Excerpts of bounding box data
********

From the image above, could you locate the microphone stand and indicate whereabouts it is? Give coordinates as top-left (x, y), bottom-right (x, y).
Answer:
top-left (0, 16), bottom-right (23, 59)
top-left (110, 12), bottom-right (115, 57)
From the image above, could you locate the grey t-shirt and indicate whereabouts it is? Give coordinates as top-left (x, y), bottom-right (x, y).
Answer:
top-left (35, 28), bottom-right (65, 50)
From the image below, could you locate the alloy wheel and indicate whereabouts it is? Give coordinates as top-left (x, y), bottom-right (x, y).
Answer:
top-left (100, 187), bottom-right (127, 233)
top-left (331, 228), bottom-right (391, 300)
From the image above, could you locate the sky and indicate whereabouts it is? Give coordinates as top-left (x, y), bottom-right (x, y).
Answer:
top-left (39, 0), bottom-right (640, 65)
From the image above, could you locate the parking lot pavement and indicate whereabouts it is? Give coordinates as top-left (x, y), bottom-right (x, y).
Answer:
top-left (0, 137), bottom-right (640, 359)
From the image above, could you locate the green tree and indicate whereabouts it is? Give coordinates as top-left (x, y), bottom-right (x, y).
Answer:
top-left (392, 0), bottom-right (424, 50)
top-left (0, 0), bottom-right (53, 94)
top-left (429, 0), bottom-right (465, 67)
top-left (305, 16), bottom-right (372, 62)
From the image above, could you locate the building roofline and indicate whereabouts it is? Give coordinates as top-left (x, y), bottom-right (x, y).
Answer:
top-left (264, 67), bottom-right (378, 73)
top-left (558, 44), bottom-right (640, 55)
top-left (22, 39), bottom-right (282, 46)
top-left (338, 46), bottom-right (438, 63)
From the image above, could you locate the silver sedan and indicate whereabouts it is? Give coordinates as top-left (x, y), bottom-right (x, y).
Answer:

********

Requirement: Update the rows by changing every "indicate whereabouts it is" to "show where it is", keeping everything else the same.

Response:
From the image above, could you locate the microphone stand and show where it is? Give coordinates as top-left (x, y), bottom-right (x, y).
Answer:
top-left (0, 16), bottom-right (23, 59)
top-left (110, 12), bottom-right (115, 57)
From the image above, could you locate the grey t-shirt and show where it is? Give coordinates as top-left (x, y), bottom-right (x, y).
Answer:
top-left (35, 28), bottom-right (65, 50)
From the image below, could you locate the alloy wheel and show where it is? Give coordinates as top-left (x, y), bottom-right (x, y).
Answer:
top-left (100, 187), bottom-right (127, 233)
top-left (331, 228), bottom-right (391, 300)
From the image above, could you locate the sky and show where it is? Give coordinates as top-left (x, y), bottom-right (x, y).
Answer:
top-left (39, 0), bottom-right (640, 65)
From the image above, could you locate the parking lot pavement and show where it is? Give coordinates as top-left (x, y), bottom-right (x, y).
Answer:
top-left (0, 137), bottom-right (640, 359)
From the image above, could you locate the green tree and show where it is? Give coordinates as top-left (x, y), bottom-right (x, y).
Answer:
top-left (392, 0), bottom-right (424, 50)
top-left (0, 0), bottom-right (53, 94)
top-left (429, 0), bottom-right (465, 67)
top-left (305, 16), bottom-right (372, 62)
From the image above, could you locate the building roofline and show where it is? Give coordinates as top-left (x, y), bottom-right (x, y).
Answer:
top-left (264, 67), bottom-right (378, 73)
top-left (558, 44), bottom-right (640, 55)
top-left (22, 39), bottom-right (282, 46)
top-left (338, 46), bottom-right (438, 63)
From the image above, could you locate the silver sedan and show where it is? Give coordinates as top-left (x, y), bottom-right (x, y).
Answer:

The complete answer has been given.